DIRECTION:
Produce a verbatim transcription of the records below, beginning at the line containing "Expected: one pin per instance of the lanyard, each" and ending at the final line; include only those lines.

MATERIAL PROVIDED:

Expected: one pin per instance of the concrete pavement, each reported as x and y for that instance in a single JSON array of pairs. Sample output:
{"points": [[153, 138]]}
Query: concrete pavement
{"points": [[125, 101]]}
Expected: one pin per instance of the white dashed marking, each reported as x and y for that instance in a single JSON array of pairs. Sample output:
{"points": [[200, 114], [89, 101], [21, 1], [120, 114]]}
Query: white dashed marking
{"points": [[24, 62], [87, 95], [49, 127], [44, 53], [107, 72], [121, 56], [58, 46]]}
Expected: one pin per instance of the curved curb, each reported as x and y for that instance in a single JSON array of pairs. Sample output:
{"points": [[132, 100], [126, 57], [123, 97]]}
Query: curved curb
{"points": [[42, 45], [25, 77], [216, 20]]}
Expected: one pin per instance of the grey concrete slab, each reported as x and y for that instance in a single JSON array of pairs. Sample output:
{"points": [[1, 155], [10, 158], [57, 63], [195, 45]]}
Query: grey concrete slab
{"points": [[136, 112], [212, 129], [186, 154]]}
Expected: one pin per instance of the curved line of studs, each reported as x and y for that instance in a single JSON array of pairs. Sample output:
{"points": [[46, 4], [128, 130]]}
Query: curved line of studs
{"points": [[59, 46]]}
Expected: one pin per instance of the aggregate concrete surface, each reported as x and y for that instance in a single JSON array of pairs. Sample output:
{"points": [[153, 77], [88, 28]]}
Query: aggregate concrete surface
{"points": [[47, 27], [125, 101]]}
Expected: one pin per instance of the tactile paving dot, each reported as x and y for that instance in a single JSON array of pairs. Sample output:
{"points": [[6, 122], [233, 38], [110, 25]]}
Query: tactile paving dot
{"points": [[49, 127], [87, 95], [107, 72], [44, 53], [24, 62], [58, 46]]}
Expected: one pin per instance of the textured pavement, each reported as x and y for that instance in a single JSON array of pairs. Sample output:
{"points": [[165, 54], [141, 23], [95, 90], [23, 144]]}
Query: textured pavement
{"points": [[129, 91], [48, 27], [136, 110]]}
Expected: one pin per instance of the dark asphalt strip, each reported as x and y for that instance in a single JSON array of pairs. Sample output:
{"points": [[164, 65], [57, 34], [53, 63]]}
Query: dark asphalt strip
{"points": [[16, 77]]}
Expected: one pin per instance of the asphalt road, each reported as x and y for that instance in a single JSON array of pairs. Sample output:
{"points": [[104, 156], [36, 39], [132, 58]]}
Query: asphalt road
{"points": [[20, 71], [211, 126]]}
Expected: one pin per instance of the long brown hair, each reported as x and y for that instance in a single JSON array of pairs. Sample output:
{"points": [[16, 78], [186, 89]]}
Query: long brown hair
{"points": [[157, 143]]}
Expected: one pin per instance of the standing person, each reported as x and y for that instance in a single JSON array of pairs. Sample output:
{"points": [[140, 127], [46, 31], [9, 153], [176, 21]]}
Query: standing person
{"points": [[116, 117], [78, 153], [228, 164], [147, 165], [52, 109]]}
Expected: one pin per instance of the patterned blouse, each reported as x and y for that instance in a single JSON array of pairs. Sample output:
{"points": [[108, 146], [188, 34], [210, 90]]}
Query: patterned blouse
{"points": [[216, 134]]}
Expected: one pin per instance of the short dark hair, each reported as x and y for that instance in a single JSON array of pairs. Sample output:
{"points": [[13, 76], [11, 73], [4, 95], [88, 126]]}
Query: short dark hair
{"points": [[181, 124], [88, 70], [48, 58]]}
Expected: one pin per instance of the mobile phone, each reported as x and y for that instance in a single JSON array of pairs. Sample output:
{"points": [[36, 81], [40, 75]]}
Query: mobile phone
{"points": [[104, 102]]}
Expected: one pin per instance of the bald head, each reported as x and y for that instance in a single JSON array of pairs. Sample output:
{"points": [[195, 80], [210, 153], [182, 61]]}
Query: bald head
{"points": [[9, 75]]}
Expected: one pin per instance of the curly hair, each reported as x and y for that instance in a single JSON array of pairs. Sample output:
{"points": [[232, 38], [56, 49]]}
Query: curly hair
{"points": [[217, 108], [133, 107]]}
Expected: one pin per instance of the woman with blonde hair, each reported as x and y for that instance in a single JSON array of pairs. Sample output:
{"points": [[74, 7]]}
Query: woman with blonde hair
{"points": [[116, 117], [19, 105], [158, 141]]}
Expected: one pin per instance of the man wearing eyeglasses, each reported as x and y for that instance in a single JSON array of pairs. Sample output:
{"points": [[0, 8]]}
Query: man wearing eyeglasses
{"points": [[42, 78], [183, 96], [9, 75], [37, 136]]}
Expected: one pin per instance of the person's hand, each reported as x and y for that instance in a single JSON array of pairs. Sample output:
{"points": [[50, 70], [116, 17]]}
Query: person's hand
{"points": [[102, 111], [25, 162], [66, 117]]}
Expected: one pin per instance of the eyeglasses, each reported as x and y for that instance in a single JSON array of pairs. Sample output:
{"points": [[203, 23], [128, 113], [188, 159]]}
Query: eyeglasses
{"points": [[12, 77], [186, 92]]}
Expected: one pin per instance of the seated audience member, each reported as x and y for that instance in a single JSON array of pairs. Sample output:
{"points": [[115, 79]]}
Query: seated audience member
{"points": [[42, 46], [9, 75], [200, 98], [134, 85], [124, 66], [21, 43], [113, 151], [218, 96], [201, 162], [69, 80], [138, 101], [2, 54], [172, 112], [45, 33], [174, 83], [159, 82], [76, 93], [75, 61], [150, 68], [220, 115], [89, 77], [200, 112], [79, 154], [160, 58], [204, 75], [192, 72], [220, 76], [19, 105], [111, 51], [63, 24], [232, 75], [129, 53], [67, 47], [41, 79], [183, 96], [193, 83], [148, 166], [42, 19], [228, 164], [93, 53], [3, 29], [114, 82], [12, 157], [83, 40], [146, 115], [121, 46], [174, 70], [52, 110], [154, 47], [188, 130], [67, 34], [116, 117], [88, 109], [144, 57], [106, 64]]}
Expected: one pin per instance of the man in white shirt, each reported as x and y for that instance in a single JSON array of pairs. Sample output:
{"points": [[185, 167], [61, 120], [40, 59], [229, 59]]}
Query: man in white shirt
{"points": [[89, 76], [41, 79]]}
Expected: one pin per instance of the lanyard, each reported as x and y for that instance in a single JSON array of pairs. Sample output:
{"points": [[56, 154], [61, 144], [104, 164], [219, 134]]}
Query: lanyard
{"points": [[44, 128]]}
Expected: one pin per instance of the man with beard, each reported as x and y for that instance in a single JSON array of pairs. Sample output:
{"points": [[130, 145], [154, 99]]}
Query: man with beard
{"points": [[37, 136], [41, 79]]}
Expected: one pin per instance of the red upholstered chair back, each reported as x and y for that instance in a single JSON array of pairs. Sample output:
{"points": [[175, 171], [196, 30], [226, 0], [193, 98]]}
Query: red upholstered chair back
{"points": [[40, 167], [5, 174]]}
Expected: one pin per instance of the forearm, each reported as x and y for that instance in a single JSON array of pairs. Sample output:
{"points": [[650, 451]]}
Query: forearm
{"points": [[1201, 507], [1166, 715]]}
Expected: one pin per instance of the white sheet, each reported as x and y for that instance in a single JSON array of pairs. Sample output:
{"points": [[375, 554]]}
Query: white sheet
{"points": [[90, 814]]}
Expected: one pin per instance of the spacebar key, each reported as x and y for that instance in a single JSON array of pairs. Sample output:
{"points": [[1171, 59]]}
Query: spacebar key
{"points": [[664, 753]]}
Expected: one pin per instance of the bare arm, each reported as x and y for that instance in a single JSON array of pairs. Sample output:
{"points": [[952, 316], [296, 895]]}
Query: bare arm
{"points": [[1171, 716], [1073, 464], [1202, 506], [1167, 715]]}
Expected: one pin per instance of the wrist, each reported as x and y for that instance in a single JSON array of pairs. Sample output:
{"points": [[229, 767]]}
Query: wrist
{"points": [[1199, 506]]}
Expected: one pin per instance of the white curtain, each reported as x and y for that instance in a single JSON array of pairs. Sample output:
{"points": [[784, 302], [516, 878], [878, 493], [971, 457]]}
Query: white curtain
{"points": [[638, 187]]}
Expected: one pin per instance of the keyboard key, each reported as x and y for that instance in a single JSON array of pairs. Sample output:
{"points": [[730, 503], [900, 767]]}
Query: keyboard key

SOLUTION FOR THIS EXERCISE:
Expected: one pin per instance of the lanyard, each reported as x and y for that instance in a single JSON array of pairs. Sample output:
{"points": [[56, 154], [61, 144], [104, 164], [219, 134]]}
Query: lanyard
{"points": [[44, 128]]}
Expected: one pin per instance of the man with beard, each reported as x and y for that instance in a single JSON array of pairs. Sample output:
{"points": [[130, 145], [154, 99]]}
Query: man with beard
{"points": [[37, 136], [41, 79]]}
Expected: one pin per instance of the red upholstered chair back, each reported as x and y for that instance in a single JSON array of pairs. Sample output:
{"points": [[175, 171], [196, 30], [226, 0], [193, 98]]}
Query: red upholstered chair back
{"points": [[40, 167], [5, 174]]}
Expected: one pin per instance of the forearm, each reported as x and y for that instance in a single JSON array of pairs. Sample output:
{"points": [[650, 451]]}
Query: forearm
{"points": [[1201, 507], [1166, 715]]}
Expected: one pin per instance of the white sheet, each reported as x and y for that instance in a single JSON array of pairs. Sample output:
{"points": [[375, 554]]}
Query: white sheet
{"points": [[90, 814]]}
Expected: one pin per instance of the spacebar key, each reported as x and y for that instance in a single JSON array of pairs. Sample output:
{"points": [[1171, 59]]}
Query: spacebar key
{"points": [[664, 753]]}
Expected: one pin per instance of the bare arm, each reported as x and y for that instance in a single JSON array of pairs. Sample output:
{"points": [[952, 316], [296, 895]]}
Query: bare arm
{"points": [[1171, 716], [1073, 464], [1202, 506], [1167, 715]]}
Expected: one pin per instance of the wrist, each reported as x and y for that instance in a single JSON array of pairs. Sample output:
{"points": [[229, 767]]}
Query: wrist
{"points": [[1199, 506]]}
Expected: one pin per instance of the white curtain, each reported as x and y for that instance in a single JSON array of pairs. Sample output:
{"points": [[784, 302], [516, 878], [878, 493], [971, 457]]}
Query: white curtain
{"points": [[638, 187]]}
Expected: one pin per instance of the keyboard key, each reported as x and y for that instance in a single JSON array of pairs. Sample output:
{"points": [[730, 503], [900, 767]]}
Query: keyboard key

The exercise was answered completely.